Extracted data entries:
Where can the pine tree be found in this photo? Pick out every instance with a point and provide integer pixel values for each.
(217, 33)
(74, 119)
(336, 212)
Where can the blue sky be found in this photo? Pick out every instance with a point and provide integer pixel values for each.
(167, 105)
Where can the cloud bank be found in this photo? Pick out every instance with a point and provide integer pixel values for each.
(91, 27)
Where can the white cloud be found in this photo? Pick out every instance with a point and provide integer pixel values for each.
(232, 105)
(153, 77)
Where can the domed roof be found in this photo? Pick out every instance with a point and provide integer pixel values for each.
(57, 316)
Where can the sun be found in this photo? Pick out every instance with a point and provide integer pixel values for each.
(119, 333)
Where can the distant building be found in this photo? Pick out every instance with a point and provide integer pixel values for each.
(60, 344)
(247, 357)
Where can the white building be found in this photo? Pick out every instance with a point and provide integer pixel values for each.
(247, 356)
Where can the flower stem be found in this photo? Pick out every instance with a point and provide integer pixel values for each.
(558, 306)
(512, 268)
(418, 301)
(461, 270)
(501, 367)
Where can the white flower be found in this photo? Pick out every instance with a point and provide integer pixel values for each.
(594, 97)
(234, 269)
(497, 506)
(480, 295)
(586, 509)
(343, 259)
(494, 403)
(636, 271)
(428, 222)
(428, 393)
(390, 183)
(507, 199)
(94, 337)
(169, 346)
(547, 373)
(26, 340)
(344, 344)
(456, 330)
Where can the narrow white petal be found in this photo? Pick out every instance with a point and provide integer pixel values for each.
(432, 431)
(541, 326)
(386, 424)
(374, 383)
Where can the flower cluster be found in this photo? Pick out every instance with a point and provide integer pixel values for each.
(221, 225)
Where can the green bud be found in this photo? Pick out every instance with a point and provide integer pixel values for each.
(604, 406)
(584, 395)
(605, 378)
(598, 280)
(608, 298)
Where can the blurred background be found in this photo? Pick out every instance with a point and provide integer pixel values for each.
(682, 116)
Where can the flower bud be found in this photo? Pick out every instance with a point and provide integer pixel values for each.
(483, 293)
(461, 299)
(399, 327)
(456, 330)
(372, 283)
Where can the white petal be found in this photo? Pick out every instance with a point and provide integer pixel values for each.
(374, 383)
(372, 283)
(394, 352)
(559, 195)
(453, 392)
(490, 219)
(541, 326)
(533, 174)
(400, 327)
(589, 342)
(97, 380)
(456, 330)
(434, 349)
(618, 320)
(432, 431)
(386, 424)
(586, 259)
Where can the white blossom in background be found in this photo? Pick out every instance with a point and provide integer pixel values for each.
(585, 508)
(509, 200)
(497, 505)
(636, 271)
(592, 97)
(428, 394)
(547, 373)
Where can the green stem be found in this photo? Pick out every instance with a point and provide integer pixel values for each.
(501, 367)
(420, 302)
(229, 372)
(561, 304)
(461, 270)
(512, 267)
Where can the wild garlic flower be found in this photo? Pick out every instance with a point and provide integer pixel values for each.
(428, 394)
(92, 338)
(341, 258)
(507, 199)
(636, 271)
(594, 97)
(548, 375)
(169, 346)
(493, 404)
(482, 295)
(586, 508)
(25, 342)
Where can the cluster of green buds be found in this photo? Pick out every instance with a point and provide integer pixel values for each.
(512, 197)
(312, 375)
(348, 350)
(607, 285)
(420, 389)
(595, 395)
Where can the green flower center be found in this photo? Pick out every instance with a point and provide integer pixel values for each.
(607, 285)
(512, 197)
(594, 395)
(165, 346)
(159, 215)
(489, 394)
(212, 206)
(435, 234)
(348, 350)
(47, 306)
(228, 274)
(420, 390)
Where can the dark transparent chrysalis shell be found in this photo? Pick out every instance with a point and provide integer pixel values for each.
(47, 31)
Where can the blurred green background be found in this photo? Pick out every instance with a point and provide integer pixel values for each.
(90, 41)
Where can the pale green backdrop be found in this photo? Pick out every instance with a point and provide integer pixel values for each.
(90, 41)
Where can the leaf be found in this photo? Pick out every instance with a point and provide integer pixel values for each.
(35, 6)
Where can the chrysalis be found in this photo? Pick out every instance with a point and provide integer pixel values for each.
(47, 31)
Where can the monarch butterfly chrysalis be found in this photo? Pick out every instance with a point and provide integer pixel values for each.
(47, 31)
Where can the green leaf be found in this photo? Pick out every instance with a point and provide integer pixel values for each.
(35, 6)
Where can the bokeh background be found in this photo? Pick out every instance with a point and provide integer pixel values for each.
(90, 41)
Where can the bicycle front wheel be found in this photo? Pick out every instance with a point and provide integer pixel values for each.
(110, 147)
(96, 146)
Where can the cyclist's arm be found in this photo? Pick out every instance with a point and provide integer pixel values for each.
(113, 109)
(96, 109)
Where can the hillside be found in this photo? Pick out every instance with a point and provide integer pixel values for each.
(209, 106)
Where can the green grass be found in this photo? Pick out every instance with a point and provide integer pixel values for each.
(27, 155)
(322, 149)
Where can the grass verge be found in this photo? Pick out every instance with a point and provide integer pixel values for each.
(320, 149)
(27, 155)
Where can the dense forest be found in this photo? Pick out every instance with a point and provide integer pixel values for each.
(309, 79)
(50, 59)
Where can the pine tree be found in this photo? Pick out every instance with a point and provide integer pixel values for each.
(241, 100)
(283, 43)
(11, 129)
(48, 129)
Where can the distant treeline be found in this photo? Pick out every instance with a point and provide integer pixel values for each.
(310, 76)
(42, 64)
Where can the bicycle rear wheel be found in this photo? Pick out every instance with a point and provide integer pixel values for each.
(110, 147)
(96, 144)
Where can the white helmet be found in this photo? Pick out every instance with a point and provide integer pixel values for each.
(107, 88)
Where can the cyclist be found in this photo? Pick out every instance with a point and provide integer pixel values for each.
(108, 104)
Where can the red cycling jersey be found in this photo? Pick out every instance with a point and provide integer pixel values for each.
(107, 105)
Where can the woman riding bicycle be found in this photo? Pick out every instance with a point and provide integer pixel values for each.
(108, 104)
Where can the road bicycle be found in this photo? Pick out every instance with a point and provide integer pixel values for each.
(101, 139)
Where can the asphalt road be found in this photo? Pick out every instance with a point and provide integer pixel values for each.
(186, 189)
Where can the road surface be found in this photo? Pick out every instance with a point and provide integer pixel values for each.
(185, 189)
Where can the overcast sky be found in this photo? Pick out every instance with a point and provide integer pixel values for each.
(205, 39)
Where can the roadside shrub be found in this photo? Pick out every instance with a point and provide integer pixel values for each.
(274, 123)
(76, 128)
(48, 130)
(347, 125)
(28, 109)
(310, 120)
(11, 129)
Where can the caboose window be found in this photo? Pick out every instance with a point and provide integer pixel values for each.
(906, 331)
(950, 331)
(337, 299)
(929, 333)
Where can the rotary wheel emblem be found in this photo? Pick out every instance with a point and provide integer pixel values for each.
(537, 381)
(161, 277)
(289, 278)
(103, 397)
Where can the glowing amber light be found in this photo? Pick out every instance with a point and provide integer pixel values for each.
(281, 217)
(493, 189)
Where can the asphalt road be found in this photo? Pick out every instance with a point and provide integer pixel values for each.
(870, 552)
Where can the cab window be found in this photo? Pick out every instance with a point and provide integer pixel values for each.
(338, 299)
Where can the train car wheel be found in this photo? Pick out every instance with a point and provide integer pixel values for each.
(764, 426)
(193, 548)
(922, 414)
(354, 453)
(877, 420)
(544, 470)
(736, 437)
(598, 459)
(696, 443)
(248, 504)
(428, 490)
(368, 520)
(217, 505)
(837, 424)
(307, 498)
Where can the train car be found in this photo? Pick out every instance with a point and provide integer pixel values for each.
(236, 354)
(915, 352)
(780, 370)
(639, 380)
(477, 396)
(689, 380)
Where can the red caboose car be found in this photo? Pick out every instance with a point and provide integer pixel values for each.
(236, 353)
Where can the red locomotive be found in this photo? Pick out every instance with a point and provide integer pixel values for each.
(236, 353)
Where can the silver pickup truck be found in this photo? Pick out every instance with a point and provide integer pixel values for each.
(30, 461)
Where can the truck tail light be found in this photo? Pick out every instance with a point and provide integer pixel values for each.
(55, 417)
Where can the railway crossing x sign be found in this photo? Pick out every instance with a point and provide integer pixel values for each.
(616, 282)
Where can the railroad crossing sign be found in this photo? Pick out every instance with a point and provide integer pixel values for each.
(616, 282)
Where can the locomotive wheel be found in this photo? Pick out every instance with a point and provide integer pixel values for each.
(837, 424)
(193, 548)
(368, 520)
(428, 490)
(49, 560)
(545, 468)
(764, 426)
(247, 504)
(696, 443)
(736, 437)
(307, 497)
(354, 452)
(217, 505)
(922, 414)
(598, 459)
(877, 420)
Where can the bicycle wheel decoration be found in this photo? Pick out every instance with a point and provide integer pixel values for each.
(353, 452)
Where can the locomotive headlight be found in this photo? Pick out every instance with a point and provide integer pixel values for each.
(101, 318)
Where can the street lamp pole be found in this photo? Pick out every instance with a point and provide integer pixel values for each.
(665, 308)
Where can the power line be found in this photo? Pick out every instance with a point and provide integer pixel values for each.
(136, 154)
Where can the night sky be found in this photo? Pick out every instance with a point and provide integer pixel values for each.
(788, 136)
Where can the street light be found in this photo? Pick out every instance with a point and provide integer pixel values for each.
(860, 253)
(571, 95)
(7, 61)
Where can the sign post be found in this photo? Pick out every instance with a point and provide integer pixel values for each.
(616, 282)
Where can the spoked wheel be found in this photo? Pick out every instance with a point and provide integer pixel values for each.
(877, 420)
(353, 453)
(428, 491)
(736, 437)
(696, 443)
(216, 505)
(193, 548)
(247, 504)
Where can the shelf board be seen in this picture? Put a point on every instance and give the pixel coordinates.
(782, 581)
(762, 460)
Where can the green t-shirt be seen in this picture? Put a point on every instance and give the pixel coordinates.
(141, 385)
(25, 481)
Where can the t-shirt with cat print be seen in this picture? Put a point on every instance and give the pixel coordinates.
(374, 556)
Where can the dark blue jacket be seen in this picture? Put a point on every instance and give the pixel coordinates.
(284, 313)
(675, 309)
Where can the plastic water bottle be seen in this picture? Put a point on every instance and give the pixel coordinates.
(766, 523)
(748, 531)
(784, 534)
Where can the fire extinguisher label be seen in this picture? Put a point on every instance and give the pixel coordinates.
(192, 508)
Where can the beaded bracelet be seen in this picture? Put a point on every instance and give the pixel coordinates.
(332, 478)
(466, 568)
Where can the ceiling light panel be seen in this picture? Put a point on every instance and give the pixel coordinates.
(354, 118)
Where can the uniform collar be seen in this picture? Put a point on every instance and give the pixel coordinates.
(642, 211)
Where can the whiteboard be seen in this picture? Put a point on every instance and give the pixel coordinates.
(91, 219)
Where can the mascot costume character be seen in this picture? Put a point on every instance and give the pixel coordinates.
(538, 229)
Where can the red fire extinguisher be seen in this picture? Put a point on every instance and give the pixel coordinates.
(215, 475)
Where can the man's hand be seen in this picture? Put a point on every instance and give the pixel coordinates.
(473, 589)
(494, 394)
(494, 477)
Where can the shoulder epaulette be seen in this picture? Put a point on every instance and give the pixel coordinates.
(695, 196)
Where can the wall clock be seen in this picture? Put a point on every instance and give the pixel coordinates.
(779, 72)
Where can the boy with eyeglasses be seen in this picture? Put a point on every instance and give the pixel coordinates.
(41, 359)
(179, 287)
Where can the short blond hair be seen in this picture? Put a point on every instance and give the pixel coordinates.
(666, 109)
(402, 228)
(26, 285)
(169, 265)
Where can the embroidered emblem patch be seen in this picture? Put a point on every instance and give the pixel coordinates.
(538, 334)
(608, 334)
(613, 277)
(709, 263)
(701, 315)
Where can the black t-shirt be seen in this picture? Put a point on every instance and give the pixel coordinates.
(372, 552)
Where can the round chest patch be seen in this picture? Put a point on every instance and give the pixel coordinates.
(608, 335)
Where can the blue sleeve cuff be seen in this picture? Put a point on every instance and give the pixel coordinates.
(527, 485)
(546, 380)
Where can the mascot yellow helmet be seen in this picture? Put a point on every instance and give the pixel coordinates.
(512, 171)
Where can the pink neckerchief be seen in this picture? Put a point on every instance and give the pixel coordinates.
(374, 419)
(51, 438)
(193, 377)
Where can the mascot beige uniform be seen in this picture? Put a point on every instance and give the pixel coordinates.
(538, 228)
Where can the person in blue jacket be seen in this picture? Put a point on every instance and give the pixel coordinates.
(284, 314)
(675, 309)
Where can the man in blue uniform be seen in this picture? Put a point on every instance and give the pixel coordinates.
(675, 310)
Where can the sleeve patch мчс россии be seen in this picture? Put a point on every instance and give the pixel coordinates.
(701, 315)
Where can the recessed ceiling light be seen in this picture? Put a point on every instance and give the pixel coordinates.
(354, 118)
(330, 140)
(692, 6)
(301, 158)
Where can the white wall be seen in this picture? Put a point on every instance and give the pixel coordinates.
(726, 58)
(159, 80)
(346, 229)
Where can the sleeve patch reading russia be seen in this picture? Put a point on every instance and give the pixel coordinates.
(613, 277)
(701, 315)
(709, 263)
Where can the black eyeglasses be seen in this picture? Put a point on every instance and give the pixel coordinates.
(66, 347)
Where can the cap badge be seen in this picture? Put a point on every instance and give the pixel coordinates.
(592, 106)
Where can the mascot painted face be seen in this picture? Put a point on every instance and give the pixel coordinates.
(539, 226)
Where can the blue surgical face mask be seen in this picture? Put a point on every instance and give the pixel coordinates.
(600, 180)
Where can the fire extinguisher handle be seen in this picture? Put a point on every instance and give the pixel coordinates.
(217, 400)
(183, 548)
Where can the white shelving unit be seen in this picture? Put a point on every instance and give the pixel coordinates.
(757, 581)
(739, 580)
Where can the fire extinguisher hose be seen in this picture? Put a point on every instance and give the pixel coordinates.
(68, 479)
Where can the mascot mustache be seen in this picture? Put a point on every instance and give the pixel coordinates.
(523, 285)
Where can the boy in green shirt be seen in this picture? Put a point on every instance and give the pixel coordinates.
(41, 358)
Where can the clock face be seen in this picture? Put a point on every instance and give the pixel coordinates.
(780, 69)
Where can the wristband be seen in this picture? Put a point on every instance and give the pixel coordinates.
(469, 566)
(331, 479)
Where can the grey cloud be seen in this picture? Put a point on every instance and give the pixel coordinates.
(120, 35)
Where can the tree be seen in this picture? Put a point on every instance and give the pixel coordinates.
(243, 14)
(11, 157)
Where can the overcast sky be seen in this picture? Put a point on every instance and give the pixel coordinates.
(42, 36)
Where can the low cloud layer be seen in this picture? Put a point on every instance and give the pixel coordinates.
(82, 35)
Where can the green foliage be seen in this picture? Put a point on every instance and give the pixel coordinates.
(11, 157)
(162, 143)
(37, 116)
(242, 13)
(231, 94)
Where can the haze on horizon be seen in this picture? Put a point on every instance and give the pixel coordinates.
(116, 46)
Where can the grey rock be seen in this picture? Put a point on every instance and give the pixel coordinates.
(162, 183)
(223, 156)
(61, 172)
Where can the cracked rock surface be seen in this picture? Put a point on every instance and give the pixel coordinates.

YOUR GOAL: Write out the lines of the records exactly, starting at the one holding "Where can the overcast sky be seen" and ending with the last line, and include no others.

SOLUTION TO THIS TASK:
Where can the overcast sky be seen in this picture? Put a point on every instance and give the pixel coordinates.
(42, 36)
Where can the low cloud layer be seen in this picture? Put a point on every instance and give the pixel coordinates.
(82, 35)
Where can the green foliage be seen in this picture? Put a point on every instance and give the pixel coordinates.
(11, 157)
(162, 143)
(37, 116)
(242, 13)
(231, 94)
Where can the haze on horizon be seen in this picture? Put a point on every instance and give the pixel coordinates.
(116, 46)
Where can the grey rock be seen in this picture? Put a point on every instance and give the pixel coordinates.
(162, 183)
(223, 156)
(61, 172)
Where can the cracked rock surface be seen in this picture? Put a point on every instance and give the pixel coordinates.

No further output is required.